| WHAT IS ASKED |
Switch "even-odd rule" to "nonzero winding rule" throughout the items below, and leave everything else as it is.

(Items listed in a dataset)
════════

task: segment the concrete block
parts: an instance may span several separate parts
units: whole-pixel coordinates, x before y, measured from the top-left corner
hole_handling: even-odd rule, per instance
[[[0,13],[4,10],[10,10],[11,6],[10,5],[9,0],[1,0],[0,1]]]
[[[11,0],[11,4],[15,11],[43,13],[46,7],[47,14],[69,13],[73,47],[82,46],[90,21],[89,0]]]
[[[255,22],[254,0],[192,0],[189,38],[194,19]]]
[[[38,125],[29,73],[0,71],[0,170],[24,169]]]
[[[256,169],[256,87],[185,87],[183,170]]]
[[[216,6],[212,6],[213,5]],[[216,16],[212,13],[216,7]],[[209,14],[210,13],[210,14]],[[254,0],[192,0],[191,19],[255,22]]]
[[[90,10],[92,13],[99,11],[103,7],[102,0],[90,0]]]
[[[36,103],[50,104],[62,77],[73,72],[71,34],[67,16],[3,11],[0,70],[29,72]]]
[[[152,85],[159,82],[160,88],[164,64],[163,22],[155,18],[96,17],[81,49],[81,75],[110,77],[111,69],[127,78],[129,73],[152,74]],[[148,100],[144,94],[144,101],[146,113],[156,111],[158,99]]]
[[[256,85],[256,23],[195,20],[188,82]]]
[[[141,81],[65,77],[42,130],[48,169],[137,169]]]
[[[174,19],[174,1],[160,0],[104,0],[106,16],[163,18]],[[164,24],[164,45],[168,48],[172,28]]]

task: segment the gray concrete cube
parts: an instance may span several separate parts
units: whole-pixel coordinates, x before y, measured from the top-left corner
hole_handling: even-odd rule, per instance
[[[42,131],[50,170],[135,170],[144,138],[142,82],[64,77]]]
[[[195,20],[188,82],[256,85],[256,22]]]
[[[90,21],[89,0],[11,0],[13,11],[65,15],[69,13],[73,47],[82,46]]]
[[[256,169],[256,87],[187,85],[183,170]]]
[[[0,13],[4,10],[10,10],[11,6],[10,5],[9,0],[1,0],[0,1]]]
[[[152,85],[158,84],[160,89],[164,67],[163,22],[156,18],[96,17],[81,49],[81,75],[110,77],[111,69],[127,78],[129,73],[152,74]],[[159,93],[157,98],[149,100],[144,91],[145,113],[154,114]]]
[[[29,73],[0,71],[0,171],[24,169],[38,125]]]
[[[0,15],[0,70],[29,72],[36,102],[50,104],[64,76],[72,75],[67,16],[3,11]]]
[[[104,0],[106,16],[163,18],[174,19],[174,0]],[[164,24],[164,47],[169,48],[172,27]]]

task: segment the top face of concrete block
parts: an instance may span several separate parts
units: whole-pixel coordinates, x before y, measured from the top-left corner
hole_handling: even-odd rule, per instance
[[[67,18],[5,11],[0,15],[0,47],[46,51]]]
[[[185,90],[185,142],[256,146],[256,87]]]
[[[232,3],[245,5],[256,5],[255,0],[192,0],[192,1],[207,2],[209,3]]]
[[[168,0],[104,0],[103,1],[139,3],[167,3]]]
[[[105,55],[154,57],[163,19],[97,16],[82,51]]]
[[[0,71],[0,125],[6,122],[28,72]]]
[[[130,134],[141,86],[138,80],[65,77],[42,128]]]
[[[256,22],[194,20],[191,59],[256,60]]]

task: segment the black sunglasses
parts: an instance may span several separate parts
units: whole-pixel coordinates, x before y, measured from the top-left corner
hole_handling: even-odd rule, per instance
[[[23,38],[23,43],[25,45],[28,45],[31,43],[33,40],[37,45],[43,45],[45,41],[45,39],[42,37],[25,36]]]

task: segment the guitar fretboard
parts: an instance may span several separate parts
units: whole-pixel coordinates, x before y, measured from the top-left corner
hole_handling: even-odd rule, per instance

════════

| TASK OUTPUT |
task: segment the concrete block
parts: an instance may span several separate parts
units: whole-pixel coordinates, x before y, measured from the top-left corner
hole_handling: nonzero winding rule, per instance
[[[0,13],[4,10],[10,10],[11,6],[10,5],[9,0],[1,0],[0,1]]]
[[[11,0],[11,4],[15,11],[43,13],[46,7],[47,14],[69,13],[73,47],[82,46],[90,21],[89,0]]]
[[[255,22],[254,0],[192,0],[189,38],[194,19]]]
[[[38,125],[29,73],[0,71],[0,170],[24,169]]]
[[[256,169],[256,87],[185,87],[183,170]]]
[[[216,6],[212,6],[213,5]],[[216,16],[212,13],[216,7]],[[209,14],[210,13],[210,14]],[[254,0],[192,0],[191,19],[255,22]]]
[[[90,10],[92,13],[99,11],[103,7],[102,0],[90,0]]]
[[[36,103],[50,104],[62,77],[73,72],[71,34],[67,16],[3,11],[0,70],[29,72]]]
[[[152,85],[159,82],[160,88],[164,64],[163,22],[155,18],[96,17],[81,49],[81,75],[110,77],[111,69],[127,78],[129,73],[152,74]],[[148,100],[144,94],[144,101],[146,113],[156,111],[158,99]]]
[[[256,85],[256,23],[195,20],[188,82]]]
[[[141,81],[65,77],[42,130],[48,169],[137,169]]]
[[[174,19],[174,1],[160,0],[104,0],[106,16],[163,18]],[[164,24],[164,45],[168,48],[172,28]]]

task: segment the gray concrete cube
parts: an instance may span several separate parts
units: whole-pixel coordinates, x before y, measured from the top-left corner
hole_handling: nonzero winding rule, per instance
[[[42,131],[50,170],[135,170],[144,138],[142,82],[64,77]]]
[[[195,20],[188,82],[256,85],[256,22]]]
[[[90,21],[89,0],[11,0],[13,11],[65,15],[69,13],[73,47],[82,46]]]
[[[256,169],[256,87],[187,85],[183,170]]]
[[[0,13],[4,10],[10,10],[11,6],[10,5],[9,0],[1,0],[0,1]]]
[[[152,85],[158,84],[160,89],[164,67],[163,22],[156,18],[96,17],[81,49],[81,75],[110,77],[111,69],[127,78],[129,73],[152,74]],[[159,93],[157,98],[149,100],[144,91],[145,113],[154,114]]]
[[[29,73],[0,71],[0,171],[24,169],[38,125]]]
[[[0,15],[0,70],[29,72],[36,102],[50,104],[64,76],[72,75],[67,16],[3,11]]]
[[[104,0],[106,16],[163,18],[174,19],[174,0]],[[164,24],[164,47],[169,48],[172,27]]]

task: segment the top face of concrete block
parts: an instance may span several separate parts
units: whole-pixel coordinates, x before y, measured from the top-left corner
hole_handling: nonzero winding rule, per instance
[[[67,18],[5,11],[0,15],[0,47],[46,51]]]
[[[185,90],[185,142],[256,146],[256,87]]]
[[[232,3],[245,5],[256,5],[255,0],[192,0],[192,1],[207,2],[209,3]]]
[[[168,0],[104,0],[103,1],[139,3],[167,3]]]
[[[105,55],[154,57],[163,19],[97,16],[82,51]]]
[[[0,71],[0,125],[6,122],[28,72]]]
[[[130,134],[141,86],[138,80],[65,77],[42,128]]]
[[[256,22],[194,20],[191,59],[256,60]]]

task: segment the black sunglasses
parts: an instance may span several separate parts
units: whole-pixel coordinates, x before y, measured from the top-left corner
hole_handling: nonzero winding rule, per instance
[[[23,38],[23,43],[25,45],[28,45],[31,43],[33,40],[37,45],[43,45],[45,41],[45,39],[42,37],[25,36]]]

task: segment the guitar fretboard
parts: an instance may span several separate parts
units: whole-pixel coordinates, x before y, measured from the top-left corner
hole_handling: nonzero winding rule, per instance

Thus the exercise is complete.